▶ _MATERIALS PROVIDED_:
start
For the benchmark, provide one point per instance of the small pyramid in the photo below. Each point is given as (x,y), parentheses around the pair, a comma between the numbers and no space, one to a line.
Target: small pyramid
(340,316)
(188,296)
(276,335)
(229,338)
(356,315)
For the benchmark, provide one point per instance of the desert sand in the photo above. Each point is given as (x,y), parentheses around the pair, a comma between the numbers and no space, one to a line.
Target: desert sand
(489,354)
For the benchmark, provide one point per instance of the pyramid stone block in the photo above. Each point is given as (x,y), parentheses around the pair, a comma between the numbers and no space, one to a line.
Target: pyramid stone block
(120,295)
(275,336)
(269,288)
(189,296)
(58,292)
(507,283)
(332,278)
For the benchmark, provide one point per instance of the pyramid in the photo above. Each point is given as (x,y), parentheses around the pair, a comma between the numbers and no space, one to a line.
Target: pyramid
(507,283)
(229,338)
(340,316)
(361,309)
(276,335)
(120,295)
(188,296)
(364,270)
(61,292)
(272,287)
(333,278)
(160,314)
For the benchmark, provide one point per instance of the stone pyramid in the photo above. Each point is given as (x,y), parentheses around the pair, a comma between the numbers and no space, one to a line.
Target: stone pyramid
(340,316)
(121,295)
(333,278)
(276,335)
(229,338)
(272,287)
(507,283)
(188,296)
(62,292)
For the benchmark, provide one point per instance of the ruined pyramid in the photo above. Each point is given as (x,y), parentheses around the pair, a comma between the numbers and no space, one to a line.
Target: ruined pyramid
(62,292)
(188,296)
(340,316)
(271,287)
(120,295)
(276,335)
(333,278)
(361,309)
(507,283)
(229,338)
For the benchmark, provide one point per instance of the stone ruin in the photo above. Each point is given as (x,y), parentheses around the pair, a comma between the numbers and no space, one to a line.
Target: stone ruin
end
▶ _WORK TO COMPLETE_: Turn the whole listing above into a numbered list, one line per item, skipping any blank lines.

▶ _COMPLETED TASK_:
1. For the benchmark, provide one point per instance of the small pyramid in the photo below. Each point is given as (x,y), parentheses around the pair, a comma between the numbers and no space, one to a line.
2. Target: small pyramid
3. (340,316)
4. (188,296)
5. (276,335)
6. (229,338)
7. (356,315)
8. For the benchmark, provide one point per instance of the desert sand in the photo above. Each point is given as (x,y), parentheses around the pair, a comma between the numbers and no space, one to a line.
9. Target: desert sand
10. (489,354)
11. For the benchmark, provide one point per instance of the pyramid stone block in the photo above. Each point is given as (x,y), parentheses around the pair, a comma between the numbers and no space, one to a line.
12. Target: pyramid stone block
13. (120,295)
14. (275,336)
15. (269,288)
16. (189,296)
17. (58,292)
18. (507,283)
19. (332,278)
20. For the benchmark, provide one point per instance of the pyramid in the photo above. Each point is given as (x,y), parentheses around the pair, a comma between the numbers and no space, one to a line.
21. Target: pyramid
22. (507,283)
23. (229,338)
24. (340,316)
25. (361,309)
26. (276,335)
27. (120,295)
28. (188,296)
29. (364,270)
30. (61,292)
31. (272,287)
32. (333,278)
33. (160,314)
34. For the benchmark, provide one point per instance of the stone pyramid in the photo above. Each point is given as (x,y), parentheses around the pair, a comma between the numbers and no space, one to a line.
35. Target: stone pyramid
36. (340,316)
37. (121,295)
38. (333,278)
39. (276,335)
40. (229,338)
41. (272,287)
42. (507,283)
43. (188,296)
44. (62,292)
45. For the benchmark, provide one point per instance of the ruined pyramid in the photo above. Each point is given as (x,y), parentheses around the pair, a comma between the numbers and no space, one to a line.
46. Target: ruined pyramid
47. (62,292)
48. (188,296)
49. (340,316)
50. (271,287)
51. (120,295)
52. (276,335)
53. (333,278)
54. (361,309)
55. (507,283)
56. (229,338)
57. For the benchmark, provide one point per instance of the stone ruin in the photo above. Each point is given as (x,y), parentheses around the pair, a comma between the numbers and no space, one to a line.
58. Target: stone ruin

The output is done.